* Problem requirements *
Exclude any images and output the remaining records exactly.

Coordinate labeling data
----------

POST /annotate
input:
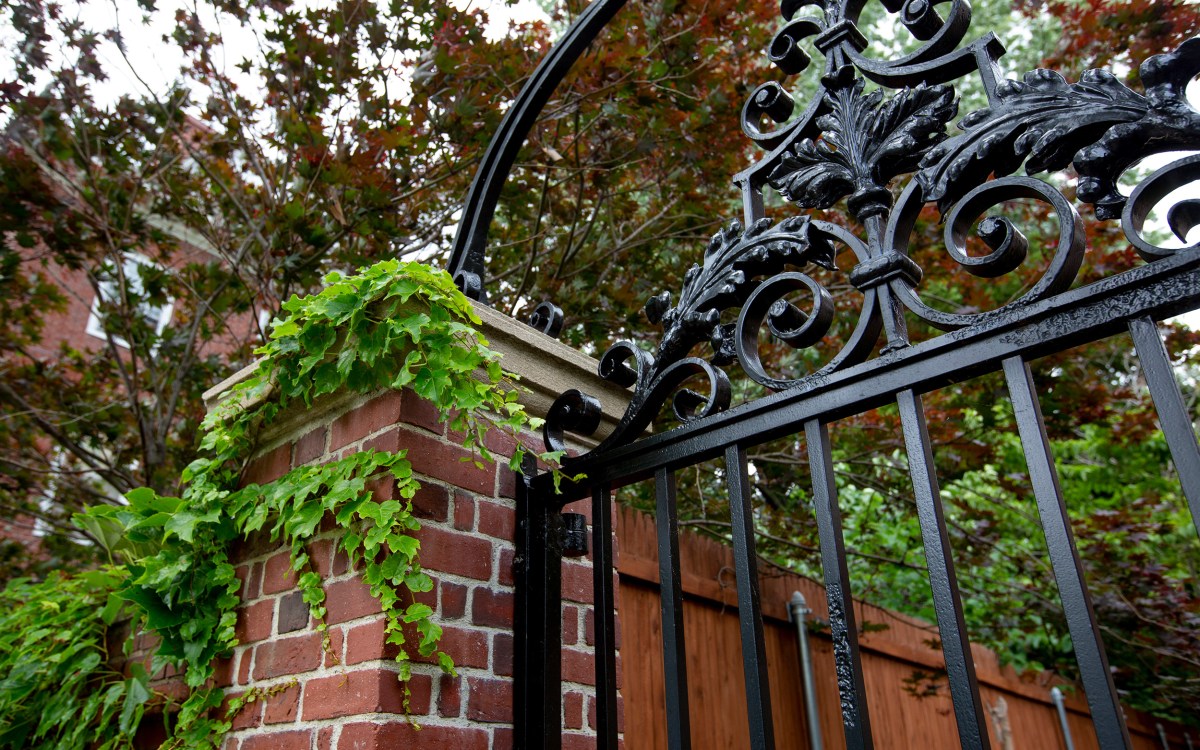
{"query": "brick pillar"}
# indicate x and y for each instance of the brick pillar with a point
(349, 697)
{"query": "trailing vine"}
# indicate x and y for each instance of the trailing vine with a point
(393, 325)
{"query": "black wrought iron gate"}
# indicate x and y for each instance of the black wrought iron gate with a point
(855, 144)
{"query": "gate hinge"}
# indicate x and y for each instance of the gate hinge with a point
(574, 535)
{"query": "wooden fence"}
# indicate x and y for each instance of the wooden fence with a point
(891, 657)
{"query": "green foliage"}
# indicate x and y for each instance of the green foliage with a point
(67, 696)
(394, 325)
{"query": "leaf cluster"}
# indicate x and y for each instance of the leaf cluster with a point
(393, 325)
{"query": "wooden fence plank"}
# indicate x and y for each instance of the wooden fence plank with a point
(900, 719)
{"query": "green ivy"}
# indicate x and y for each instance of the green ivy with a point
(393, 325)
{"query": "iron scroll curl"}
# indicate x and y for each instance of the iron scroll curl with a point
(867, 147)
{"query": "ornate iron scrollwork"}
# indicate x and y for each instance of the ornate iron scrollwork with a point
(852, 143)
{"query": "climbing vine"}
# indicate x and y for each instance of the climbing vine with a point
(393, 325)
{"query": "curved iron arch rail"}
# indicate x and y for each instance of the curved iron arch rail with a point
(468, 257)
(852, 144)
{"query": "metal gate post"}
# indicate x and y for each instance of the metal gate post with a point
(538, 622)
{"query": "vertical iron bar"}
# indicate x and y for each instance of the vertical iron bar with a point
(940, 561)
(605, 604)
(849, 665)
(538, 622)
(799, 611)
(1068, 570)
(1061, 708)
(745, 563)
(1173, 414)
(675, 666)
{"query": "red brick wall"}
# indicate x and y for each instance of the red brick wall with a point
(349, 696)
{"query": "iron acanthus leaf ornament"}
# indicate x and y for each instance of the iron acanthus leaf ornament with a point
(864, 143)
(1097, 124)
(733, 264)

----------

* Task result *
POST /annotate
input:
{"query": "brick pillar"}
# indicate x and y for each instance of the brick pillar with a point
(349, 697)
{"query": "trailing vine"}
# indicate x and y for each instance of the trailing vine with a point
(393, 325)
{"query": "black wrought iron gate"}
# indicate x and y for each instance of the black wrought iron gate with a point
(855, 144)
{"query": "gate hinge"}
# indicate x and y for each instance of the gate hinge with a point
(574, 535)
{"query": "wooden fence"}
# indicate x and y for each instance of the wooden fence with a point
(891, 657)
{"query": "green foliage"}
# indicate x and y for each instance of the green foliage with a point
(67, 696)
(394, 325)
{"query": "leaf cluster"}
# indicate x and y for each instance of the leaf cluster with a point
(393, 325)
{"query": "wooden fence plank"}
# indicate x and y for each instance of the wooden fence plank with a point
(900, 719)
{"query": "green ivy"}
# indicate x and y for each instance of the green ivy with a point
(393, 325)
{"query": "iron scroll curl"}
# indicate x and y for each instance of the iron scroll curl with a point
(867, 147)
{"query": "ornate iron scrollwork"}
# indicate x and y for each instance of the ornate iron scrollwork with a point
(852, 143)
{"query": "climbing vine"}
# indicate x and y for each instance of the climbing vine with a point
(393, 325)
{"query": "curved iron arch rail"}
# indicate x and y for each instance of the curved iron arch rail with a point
(468, 257)
(852, 144)
{"query": "metal gate post"}
# indicate x and y for each instance of the metal gate post with a point
(538, 622)
{"query": "vertical iron bar"}
# indicate x and y for each instance of the vertical iron bar with a point
(940, 561)
(605, 604)
(849, 665)
(538, 622)
(799, 611)
(1068, 570)
(1061, 708)
(745, 563)
(1173, 414)
(675, 666)
{"query": "red brick wall"}
# indicate x and y for each instance of the red brick wall with a point
(349, 696)
{"query": "iron acanthus leaf ornament"}
# indicate x and y for each instance of the iron acanthus leaf ornament with a point
(864, 143)
(1097, 124)
(733, 264)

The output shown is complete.